Write out the data below exactly as given, without any of its pictures.

(Entries taken from a collection)
+--

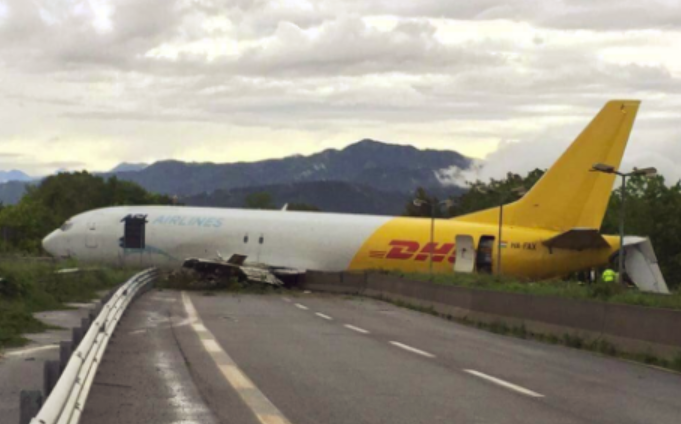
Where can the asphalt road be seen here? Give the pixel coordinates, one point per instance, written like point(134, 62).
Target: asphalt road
point(330, 359)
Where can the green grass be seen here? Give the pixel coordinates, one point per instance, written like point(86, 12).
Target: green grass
point(27, 288)
point(604, 292)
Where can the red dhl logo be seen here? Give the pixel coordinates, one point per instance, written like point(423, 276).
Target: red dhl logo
point(407, 249)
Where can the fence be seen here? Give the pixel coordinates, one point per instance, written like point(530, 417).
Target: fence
point(67, 382)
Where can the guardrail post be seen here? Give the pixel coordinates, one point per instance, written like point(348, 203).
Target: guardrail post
point(30, 403)
point(85, 324)
point(50, 376)
point(65, 350)
point(77, 336)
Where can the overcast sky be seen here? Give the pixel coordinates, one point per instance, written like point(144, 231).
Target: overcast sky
point(91, 83)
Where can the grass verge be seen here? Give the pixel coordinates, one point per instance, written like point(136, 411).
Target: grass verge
point(598, 346)
point(26, 288)
point(603, 292)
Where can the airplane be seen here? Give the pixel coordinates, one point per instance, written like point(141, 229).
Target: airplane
point(552, 231)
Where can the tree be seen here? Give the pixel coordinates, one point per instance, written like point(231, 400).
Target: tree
point(482, 195)
point(651, 210)
point(259, 200)
point(425, 208)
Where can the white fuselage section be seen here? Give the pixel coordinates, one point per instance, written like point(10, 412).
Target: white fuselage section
point(301, 240)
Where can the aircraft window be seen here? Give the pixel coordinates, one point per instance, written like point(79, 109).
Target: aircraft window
point(134, 232)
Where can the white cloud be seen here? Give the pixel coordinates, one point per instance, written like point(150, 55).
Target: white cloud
point(512, 81)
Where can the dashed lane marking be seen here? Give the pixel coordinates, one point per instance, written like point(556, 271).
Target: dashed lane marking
point(263, 409)
point(31, 350)
point(505, 384)
point(412, 349)
point(357, 329)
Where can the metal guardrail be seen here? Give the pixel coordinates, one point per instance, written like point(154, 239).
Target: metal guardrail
point(66, 400)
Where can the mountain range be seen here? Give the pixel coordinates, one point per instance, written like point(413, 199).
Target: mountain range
point(365, 177)
point(14, 175)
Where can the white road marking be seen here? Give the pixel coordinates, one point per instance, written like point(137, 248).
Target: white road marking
point(413, 349)
point(357, 329)
point(504, 383)
point(263, 409)
point(30, 350)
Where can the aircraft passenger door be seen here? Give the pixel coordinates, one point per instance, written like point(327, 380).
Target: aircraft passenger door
point(91, 235)
point(465, 254)
point(133, 242)
point(259, 247)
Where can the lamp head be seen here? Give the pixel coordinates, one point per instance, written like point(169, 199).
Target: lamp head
point(602, 167)
point(646, 172)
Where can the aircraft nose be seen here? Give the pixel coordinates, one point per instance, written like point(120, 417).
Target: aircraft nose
point(50, 243)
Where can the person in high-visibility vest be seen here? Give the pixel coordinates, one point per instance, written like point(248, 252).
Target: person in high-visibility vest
point(609, 276)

+--

COMPLETED EXERCISE:
Where can the asphalt road be seen here? Give the pixel coordinates, one point per instance, written like point(134, 62).
Target: asphalt road
point(330, 359)
Where can the green grass be seen here? Give the pixel coordinates, one point per instance, written like point(86, 12).
Target: green grass
point(27, 288)
point(604, 292)
Where can the red dhl logo be seen here? Give the pixel coordinates, one point per instance, written like point(423, 276).
Target: red dhl logo
point(407, 249)
Where can the fence be seen here? Give the pixel coordinates, one point per instance, written like point(530, 417).
Target: fence
point(67, 382)
Where can the guardrail post be seen here? Give the pixel coordinates, one point per instance, written like point(348, 203).
Target: guardrail post
point(30, 403)
point(85, 324)
point(50, 376)
point(65, 350)
point(77, 336)
Where can the overcast sky be seen here? Give the pixel coordinates, one point per instance, written like point(144, 231).
Target: overcast sky
point(91, 83)
Where can the grass verge be seen here? Give the pixel coordinates, one point per instance, written like point(136, 411).
Target: grass verge
point(598, 346)
point(26, 288)
point(603, 292)
Where can the airplane be seen here? Give the pixel coordinates, one point per instance, written like point(141, 229).
Target: airplane
point(552, 231)
Where can the tree be seen here? Give the pixel coordinates, one point per instance, written like point(231, 400).
Target: tree
point(482, 195)
point(651, 210)
point(259, 200)
point(425, 208)
Where can the white fuselage section be seen here? Give the pixel coordinates, one point per instance, written like point(10, 412).
Target: white fuselage section
point(301, 240)
Where can the aircraft window be seen here? Give the pixel coordinates, one point per instance, written like point(79, 109).
Target: aircraft window
point(134, 232)
Where can the white cloud be seen here? Give the pixel coordinates, one point per instance, written like point(150, 55).
Target: white cloud
point(512, 81)
Where can the dashed lane marking be seen here? Give the pixel coordinates, one point per instance, written like point(556, 271).
Target: dashed lane marking
point(263, 409)
point(31, 350)
point(505, 384)
point(412, 349)
point(357, 329)
Where can the metal guardrail be seen here? Give the pixel coordinates, one point per instance, written like point(154, 239).
Target: metal guardrail
point(66, 400)
Where can the mountain range be seen here? Give the pixel coordinates, one point per instance, written like point(413, 199).
Target: mountain range
point(365, 177)
point(14, 175)
Where can the white road marking be seen here? Give the pixel coordinates, one point per instance, written like point(137, 248).
Target: white road marking
point(413, 349)
point(357, 329)
point(504, 383)
point(263, 409)
point(30, 350)
Where can the aircraft passenger door be seen here? Give the pixel coordinates, one point per instance, written like point(327, 380).
Target: aircraft passenger door
point(91, 235)
point(465, 254)
point(133, 242)
point(259, 247)
Where can the lamp head be seen here? Give the pixel coordinates, one point per instance, written like point(169, 199).
Target: lamp head
point(602, 167)
point(646, 172)
Where can the aircraft nose be seen here? Give the pixel coordinates, one point per instance, written like point(120, 417).
Target: aircraft nose
point(50, 243)
Where can the person in high-visibility vest be seen here? Give the pixel coordinates, one point per instance, written like point(248, 252).
Target: person in high-visibility vest
point(609, 276)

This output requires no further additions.